• [TASK OBJECTIVE]
Lines to restate from the data below: from the one containing "of the snow-capped" to the one containing "of the mountain", both included. Give them again exactly, and only them.

• [TASK INPUTS]
===

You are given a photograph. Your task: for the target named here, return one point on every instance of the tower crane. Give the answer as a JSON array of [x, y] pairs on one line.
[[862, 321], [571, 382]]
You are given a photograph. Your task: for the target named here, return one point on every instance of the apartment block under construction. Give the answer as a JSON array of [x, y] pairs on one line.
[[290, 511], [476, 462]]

===

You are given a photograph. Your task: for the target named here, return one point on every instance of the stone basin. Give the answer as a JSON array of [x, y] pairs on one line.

===

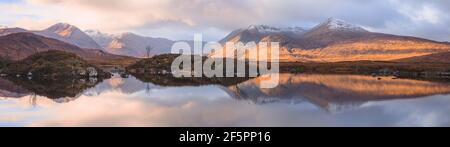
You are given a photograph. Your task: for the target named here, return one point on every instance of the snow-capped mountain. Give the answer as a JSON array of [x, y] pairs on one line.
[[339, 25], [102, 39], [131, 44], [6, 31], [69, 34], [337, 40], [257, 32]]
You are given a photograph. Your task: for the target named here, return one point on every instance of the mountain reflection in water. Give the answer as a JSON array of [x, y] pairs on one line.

===

• [ANSWER SPACE]
You are given a photograph. Your task: for the target named here, return one point on every instance of the snow-capped mountain. Give the answer as a JSON array of [x, y] pairs on one line.
[[339, 25], [102, 39], [131, 44], [6, 31], [69, 34], [337, 40], [257, 32]]
You are given a photograph. Your task: for the target named here, return one point on every instance of the mountain reflection in water. Give the answer as a JSON array of [x, y] pairs on one line.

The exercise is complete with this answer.